WHAT IS REQUIRED: Only the lines from the one with "down house and record the pixel coordinates." to the end of the data below should be given again, exactly, with both ends included and pictures omitted.

— begin MATERIAL PROVIDED —

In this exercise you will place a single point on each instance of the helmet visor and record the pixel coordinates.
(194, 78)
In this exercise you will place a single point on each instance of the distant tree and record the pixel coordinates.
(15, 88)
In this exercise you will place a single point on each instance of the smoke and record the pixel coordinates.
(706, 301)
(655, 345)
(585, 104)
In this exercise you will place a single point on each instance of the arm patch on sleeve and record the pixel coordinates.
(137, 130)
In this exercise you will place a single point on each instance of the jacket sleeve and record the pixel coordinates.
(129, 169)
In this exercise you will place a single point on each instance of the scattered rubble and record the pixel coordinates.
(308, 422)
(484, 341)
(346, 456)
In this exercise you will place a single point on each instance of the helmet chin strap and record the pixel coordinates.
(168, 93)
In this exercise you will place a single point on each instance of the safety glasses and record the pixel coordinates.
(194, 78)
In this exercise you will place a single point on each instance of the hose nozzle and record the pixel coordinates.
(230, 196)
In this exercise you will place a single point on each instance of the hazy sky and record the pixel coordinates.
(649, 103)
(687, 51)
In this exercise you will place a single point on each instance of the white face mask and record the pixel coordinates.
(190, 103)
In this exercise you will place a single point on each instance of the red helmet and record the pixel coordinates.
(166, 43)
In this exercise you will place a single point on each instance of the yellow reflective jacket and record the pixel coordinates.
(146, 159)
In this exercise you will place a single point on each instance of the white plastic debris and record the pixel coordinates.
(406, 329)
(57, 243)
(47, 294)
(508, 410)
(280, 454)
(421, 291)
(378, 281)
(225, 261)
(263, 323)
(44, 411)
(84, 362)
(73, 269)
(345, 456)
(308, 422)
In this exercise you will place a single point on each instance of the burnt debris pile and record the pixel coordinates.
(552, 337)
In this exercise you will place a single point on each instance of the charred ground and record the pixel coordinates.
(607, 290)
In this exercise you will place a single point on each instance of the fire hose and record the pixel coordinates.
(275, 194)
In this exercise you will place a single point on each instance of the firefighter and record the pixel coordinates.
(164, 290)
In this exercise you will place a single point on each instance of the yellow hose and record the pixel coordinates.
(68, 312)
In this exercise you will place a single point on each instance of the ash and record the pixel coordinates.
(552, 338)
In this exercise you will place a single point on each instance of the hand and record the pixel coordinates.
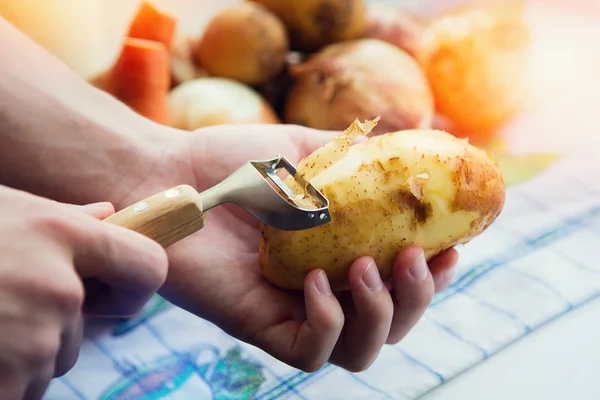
(52, 254)
(215, 273)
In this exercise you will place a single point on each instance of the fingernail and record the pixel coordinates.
(322, 284)
(371, 277)
(419, 269)
(100, 205)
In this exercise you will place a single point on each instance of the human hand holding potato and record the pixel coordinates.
(215, 273)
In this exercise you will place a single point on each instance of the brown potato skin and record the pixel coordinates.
(362, 79)
(313, 24)
(374, 214)
(245, 42)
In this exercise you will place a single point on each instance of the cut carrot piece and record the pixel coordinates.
(141, 78)
(153, 24)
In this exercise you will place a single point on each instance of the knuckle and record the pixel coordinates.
(333, 322)
(158, 266)
(357, 366)
(52, 223)
(423, 300)
(68, 297)
(58, 290)
(41, 349)
(307, 364)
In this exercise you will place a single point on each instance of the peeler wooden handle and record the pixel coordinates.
(165, 217)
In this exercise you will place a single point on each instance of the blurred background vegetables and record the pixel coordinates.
(471, 67)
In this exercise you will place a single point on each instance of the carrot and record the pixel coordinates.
(153, 24)
(141, 78)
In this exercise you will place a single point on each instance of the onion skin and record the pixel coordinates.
(360, 79)
(217, 101)
(475, 61)
(183, 65)
(245, 42)
(313, 24)
(395, 26)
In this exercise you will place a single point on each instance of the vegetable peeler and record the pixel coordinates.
(176, 213)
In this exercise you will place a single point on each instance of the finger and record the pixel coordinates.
(318, 335)
(442, 268)
(308, 345)
(97, 210)
(130, 266)
(70, 344)
(39, 385)
(367, 330)
(412, 292)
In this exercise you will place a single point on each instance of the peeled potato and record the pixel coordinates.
(313, 24)
(413, 187)
(475, 61)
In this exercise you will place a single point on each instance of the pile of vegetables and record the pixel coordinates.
(325, 63)
(330, 64)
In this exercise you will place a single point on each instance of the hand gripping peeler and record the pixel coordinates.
(176, 213)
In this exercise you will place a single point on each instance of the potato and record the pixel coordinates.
(476, 62)
(414, 187)
(313, 24)
(245, 42)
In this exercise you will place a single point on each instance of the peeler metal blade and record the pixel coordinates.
(258, 189)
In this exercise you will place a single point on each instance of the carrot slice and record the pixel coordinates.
(141, 78)
(152, 23)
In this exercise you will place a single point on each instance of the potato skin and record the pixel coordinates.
(377, 209)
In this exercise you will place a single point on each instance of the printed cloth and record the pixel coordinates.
(534, 264)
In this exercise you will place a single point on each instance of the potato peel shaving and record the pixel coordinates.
(335, 150)
(416, 185)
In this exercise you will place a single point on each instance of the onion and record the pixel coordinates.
(395, 26)
(215, 101)
(361, 79)
(476, 63)
(245, 42)
(183, 65)
(313, 24)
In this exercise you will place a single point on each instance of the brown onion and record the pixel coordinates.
(313, 24)
(217, 101)
(183, 65)
(361, 79)
(245, 42)
(475, 61)
(394, 25)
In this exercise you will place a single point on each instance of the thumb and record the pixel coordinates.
(100, 210)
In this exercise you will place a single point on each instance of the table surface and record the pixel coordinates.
(557, 361)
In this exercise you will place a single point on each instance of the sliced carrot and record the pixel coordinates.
(141, 78)
(152, 23)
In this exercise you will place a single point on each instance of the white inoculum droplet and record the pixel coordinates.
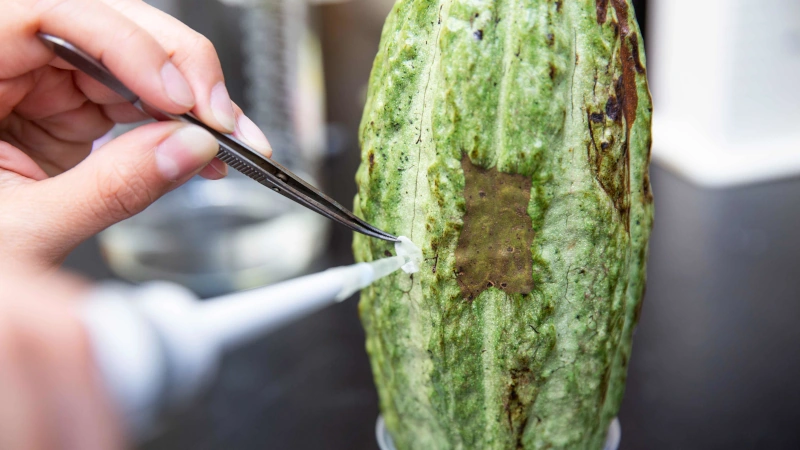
(410, 253)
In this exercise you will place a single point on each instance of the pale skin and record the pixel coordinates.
(55, 192)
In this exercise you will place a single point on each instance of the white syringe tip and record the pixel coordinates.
(411, 254)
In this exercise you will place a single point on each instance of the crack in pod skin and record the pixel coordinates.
(554, 92)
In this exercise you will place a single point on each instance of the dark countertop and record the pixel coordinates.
(714, 365)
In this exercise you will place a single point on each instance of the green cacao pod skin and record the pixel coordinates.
(510, 140)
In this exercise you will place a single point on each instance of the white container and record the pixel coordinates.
(385, 440)
(724, 80)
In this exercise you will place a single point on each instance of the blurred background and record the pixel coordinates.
(717, 354)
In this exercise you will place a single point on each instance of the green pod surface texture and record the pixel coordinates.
(510, 140)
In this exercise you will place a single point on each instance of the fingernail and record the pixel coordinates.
(219, 167)
(185, 151)
(175, 84)
(247, 130)
(222, 107)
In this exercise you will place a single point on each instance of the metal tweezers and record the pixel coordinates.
(235, 153)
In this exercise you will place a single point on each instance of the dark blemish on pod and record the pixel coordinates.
(499, 224)
(602, 11)
(634, 43)
(613, 109)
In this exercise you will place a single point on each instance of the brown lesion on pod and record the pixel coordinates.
(494, 244)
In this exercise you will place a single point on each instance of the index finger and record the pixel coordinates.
(126, 49)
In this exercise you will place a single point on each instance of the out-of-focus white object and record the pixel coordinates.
(220, 236)
(385, 442)
(724, 76)
(157, 347)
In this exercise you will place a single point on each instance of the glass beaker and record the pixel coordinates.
(219, 236)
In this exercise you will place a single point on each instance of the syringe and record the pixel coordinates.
(157, 347)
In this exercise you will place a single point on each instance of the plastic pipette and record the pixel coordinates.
(157, 347)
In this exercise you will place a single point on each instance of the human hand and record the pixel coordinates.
(52, 395)
(53, 193)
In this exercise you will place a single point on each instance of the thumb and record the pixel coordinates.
(122, 178)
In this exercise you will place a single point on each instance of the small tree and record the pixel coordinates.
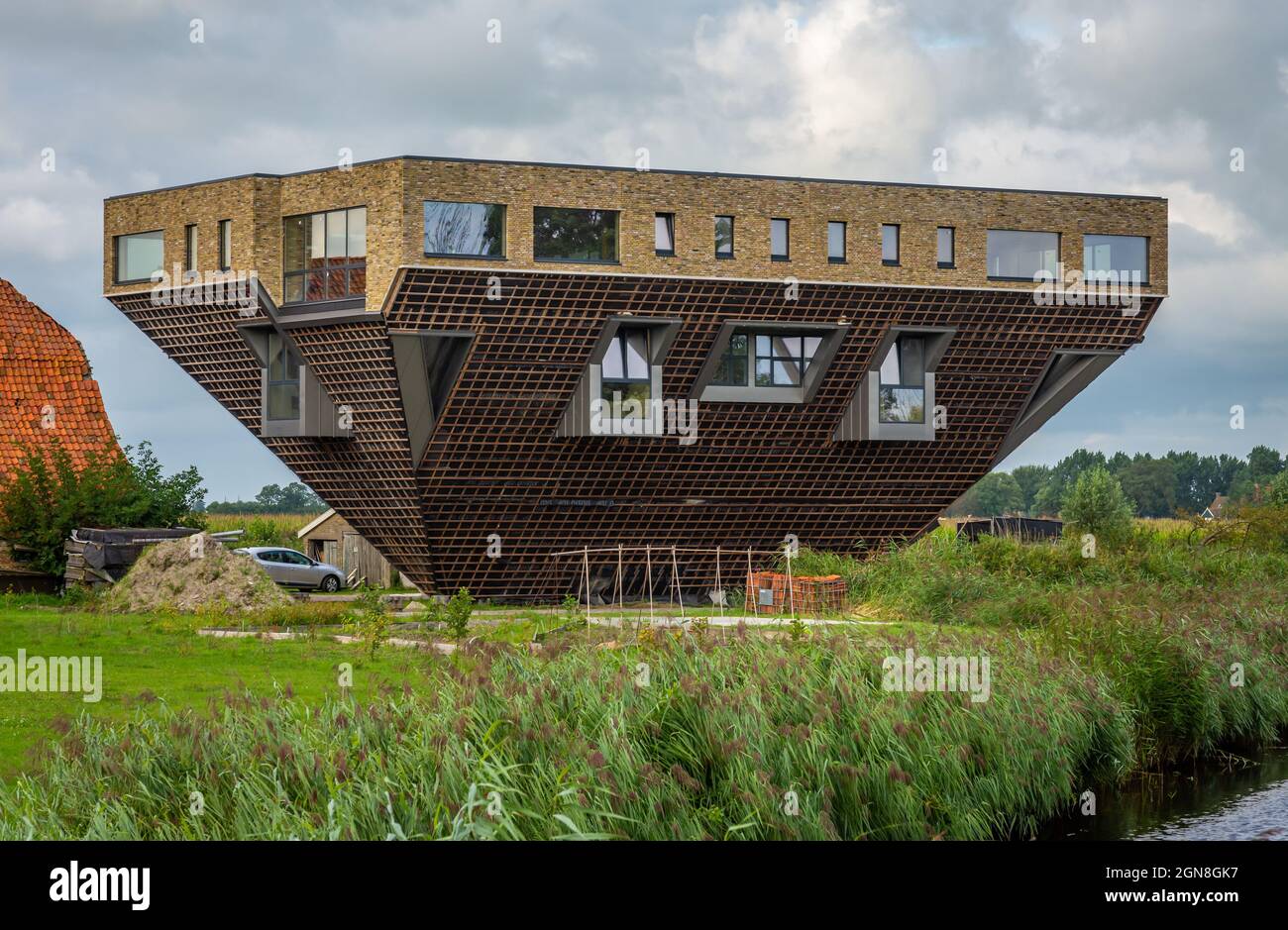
(1098, 505)
(369, 620)
(458, 612)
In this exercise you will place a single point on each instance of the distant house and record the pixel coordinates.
(47, 397)
(330, 539)
(1212, 511)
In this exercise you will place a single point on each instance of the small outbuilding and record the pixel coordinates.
(1214, 510)
(331, 539)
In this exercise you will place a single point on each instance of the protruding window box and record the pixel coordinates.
(292, 402)
(768, 362)
(896, 399)
(621, 386)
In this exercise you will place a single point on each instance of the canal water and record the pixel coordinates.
(1244, 800)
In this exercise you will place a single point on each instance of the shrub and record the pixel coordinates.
(1098, 505)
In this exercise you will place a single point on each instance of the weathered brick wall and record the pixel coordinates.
(201, 204)
(697, 200)
(394, 189)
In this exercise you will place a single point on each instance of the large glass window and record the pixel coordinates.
(1019, 256)
(283, 380)
(945, 247)
(724, 237)
(903, 381)
(836, 241)
(1121, 254)
(325, 256)
(625, 373)
(140, 257)
(890, 244)
(780, 240)
(664, 234)
(473, 230)
(568, 235)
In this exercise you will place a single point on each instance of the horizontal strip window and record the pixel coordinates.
(325, 256)
(1019, 256)
(140, 257)
(460, 230)
(574, 235)
(1120, 256)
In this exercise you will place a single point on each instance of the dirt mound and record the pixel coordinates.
(194, 573)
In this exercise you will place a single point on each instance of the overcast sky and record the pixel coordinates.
(867, 90)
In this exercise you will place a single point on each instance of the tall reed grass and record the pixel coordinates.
(747, 741)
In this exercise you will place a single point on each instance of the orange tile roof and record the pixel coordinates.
(46, 386)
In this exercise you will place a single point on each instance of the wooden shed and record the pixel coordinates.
(330, 539)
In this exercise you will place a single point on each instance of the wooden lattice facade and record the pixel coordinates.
(497, 484)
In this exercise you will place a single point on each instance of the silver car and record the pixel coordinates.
(295, 569)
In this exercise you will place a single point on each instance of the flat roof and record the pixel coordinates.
(656, 170)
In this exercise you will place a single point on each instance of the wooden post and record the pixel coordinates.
(675, 582)
(648, 562)
(791, 595)
(719, 586)
(585, 557)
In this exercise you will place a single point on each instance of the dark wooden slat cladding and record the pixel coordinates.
(369, 479)
(756, 471)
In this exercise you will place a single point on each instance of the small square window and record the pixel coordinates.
(664, 234)
(140, 257)
(890, 244)
(780, 239)
(836, 241)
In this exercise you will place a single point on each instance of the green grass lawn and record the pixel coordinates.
(147, 661)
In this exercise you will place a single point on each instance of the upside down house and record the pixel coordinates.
(477, 362)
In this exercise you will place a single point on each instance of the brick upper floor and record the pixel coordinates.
(391, 196)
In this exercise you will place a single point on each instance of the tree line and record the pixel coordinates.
(273, 498)
(1164, 485)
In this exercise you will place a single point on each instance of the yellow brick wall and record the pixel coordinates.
(394, 189)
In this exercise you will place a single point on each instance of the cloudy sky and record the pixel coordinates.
(867, 90)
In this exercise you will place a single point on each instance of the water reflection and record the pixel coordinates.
(1210, 801)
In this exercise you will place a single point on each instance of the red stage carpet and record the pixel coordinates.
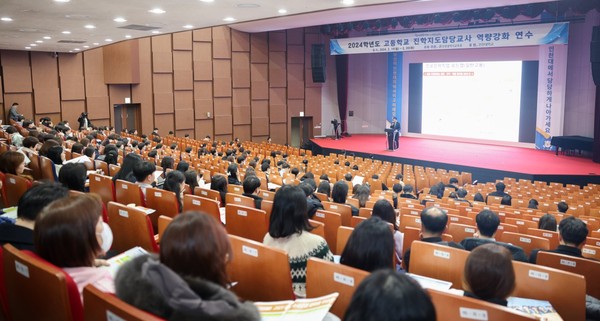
(501, 158)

— end MATERIAL PROVIDED —

RESULT BELOW:
In this exercise you will place a single point on each instance of the upside down house and record the pixel coordinates.
(477, 362)
In this exercise you will place a single point on each instance of the brick upper floor and record the pixel coordinates.
(391, 196)
In this exercise you will place a single point on each instance of the tree line and record the pixel coordinates.
(273, 498)
(1164, 485)
In this exercise you will place a single point on each instance of the yellow brick wall and record the pixel coordinates.
(394, 189)
In this exercise you will place a single point on each instance of the cloudy sky and record the pixel coordinates.
(867, 90)
In this exercise you will place a single point on each instance of the water reflection and record the pixel coordinates.
(1210, 801)
In this exercise you will place a single point on each instance of the red stage carpet and record the pixel coordinates.
(501, 158)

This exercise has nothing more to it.